Exercise: Return every line of the items below that contains the string "white". Letter case matters.

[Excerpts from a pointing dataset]
=-=-=-=-=

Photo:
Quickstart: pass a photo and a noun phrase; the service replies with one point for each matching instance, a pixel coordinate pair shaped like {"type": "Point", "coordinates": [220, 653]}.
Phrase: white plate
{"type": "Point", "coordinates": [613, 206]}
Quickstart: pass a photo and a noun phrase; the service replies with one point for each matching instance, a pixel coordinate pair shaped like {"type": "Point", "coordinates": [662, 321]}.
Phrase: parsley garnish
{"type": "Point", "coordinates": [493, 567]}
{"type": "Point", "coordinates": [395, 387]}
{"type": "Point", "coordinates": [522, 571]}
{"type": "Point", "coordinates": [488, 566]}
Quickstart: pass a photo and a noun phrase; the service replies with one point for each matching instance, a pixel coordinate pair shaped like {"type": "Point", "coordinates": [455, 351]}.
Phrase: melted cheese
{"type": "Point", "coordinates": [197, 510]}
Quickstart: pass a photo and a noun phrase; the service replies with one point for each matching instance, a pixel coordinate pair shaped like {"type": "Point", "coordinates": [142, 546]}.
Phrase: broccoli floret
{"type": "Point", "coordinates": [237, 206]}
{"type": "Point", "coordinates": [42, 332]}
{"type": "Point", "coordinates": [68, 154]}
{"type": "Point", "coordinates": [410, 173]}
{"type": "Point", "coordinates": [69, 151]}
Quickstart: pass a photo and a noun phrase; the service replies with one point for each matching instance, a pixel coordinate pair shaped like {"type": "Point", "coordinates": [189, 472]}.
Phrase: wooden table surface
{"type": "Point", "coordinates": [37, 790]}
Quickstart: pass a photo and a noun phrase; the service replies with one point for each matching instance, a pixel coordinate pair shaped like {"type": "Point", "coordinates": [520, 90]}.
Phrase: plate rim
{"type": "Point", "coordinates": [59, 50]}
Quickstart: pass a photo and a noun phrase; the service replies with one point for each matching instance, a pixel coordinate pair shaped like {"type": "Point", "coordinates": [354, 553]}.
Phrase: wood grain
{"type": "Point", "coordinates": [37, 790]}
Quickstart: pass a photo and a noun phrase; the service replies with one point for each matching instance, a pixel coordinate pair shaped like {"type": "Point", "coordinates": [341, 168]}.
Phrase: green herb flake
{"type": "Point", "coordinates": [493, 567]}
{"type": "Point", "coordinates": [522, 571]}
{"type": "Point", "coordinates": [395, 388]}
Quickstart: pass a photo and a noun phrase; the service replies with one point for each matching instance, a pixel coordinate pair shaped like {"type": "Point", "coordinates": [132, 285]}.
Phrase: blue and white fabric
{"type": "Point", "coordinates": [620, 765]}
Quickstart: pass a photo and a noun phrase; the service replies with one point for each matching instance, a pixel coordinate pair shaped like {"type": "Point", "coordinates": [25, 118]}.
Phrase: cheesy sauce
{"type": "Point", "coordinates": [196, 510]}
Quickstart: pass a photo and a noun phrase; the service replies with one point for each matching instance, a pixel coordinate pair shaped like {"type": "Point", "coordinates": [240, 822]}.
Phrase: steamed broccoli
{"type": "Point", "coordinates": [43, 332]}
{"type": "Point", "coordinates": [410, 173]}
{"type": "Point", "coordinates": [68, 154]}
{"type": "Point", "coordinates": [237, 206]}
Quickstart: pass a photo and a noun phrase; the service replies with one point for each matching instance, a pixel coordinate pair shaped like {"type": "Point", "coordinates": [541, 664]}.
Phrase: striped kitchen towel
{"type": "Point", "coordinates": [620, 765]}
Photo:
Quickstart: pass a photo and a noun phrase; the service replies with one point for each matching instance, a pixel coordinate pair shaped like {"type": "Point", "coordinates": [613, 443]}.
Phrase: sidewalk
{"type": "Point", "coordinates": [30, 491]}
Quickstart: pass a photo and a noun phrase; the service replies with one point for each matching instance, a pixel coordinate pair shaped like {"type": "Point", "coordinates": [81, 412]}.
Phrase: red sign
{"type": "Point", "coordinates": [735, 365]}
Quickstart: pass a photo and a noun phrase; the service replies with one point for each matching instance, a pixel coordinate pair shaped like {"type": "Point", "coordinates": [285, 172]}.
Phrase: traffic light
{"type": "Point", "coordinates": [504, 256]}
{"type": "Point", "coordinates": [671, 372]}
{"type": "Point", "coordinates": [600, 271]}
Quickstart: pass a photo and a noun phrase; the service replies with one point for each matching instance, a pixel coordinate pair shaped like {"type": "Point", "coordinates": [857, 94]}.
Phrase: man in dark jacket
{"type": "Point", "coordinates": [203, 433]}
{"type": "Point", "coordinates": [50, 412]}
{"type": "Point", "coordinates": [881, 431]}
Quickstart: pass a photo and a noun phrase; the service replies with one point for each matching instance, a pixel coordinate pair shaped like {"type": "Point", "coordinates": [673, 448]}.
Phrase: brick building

=-=-=-=-=

In response:
Phrase: white plate
Phrase: blue and white fabric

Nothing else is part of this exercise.